### Aufgaben
1. Beantworten Sie zum Text über Robert O. Paxton diese Fragen:
(a) An welcher Universität ist Paxton emeritierter Professor?
(b) In welchem Jahr schrieb er The Anatomy of Fascism?
(c) Wie ist Paxton laut Text versucht, die faschistische Ideologie zu sehen?
2. Schreiben Sie aus dem Text über Robert O. Paxton den Abschnitt genau ab, der mit den Worten „Robert O.Paxton, emeritierter“ beginnt und mit „their elite acccomplices.“ endet.

### Seitentext

**********

Robert O.Paxton, emeritierter Professor der Columbia University in New York, zuvor in Berkeley (nach Studium in Oxford und Harvard), kennt sich wie wenige andere im Frankreich des Vichy-Regimes aus, das mit dem nationalsozialistischen Deutschland kollaboriert hat. Er hat aber auch 2004 ein vielbeachtetes Buch allgemeineren Inhalts geschrieben, The Anatomy of Fascism, das auch in einer deutschen Übersetzung erschienen ist (Die Anatomie des Faschismus, DVA, München 2006).

Die faschistische Ideologie äußert sich laut Paxton so unterschiedlich und so widersprüchlich, dass er versucht ist, sie rein funktionalistisch zu sehen:

Fascists propose anything that serves to attract a crowd, solidify a mass following, or reassure their elite acccomplices.

**********

### Erfasste Daten

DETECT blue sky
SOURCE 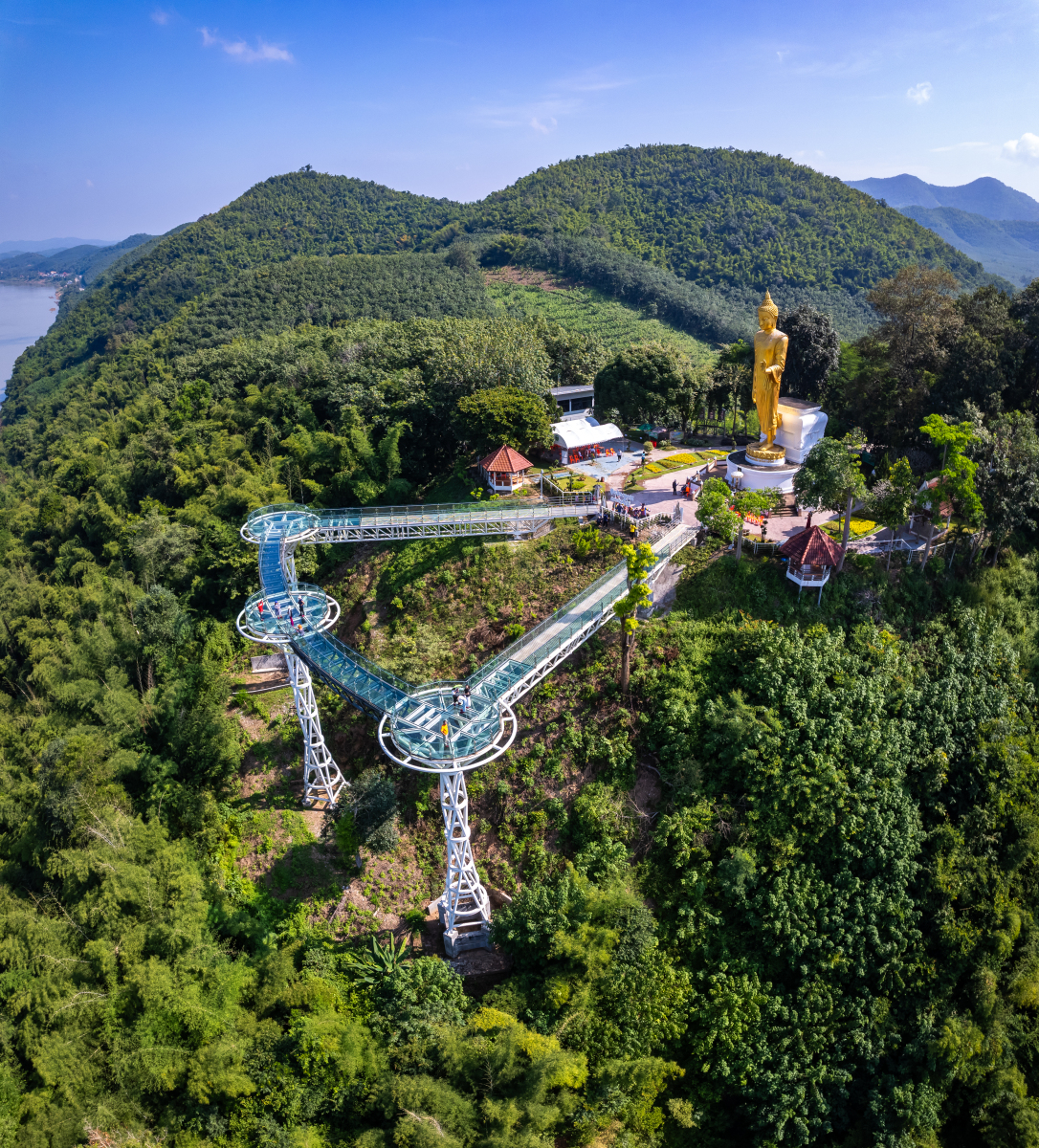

**********

### Lösungen in Reihenfolge
1.
(a) An der Columbia University in New York
(b) 2004
(c) Rein funktionalistisch

2.
Robert O.Paxton, emeritierter Professor der Columbia University in New York, zuvor in Berkeley (nach Studium in Oxford und Harvard), kennt sich wie wenige andere im Frankreich des Vichy-Regimes aus, das mit dem nationalsozialistischen Deutschland kollaboriert hat. Er hat aber auch 2004 ein vielbeachtetes Buch allgemeineren Inhalts geschrieben, The Anatomy of Fascism, das auch in einer deutschen Übersetzung erschienen ist (Die Anatomie des Faschismus, DVA, München 2006).

Die faschistische Ideologie äußert sich laut Paxton so unterschiedlich und so widersprüchlich, dass er versucht ist, sie rein funktionalistisch zu sehen:

Fascists propose anything that serves to attract a crowd, solidify a mass following, or reassure their elite acccomplices.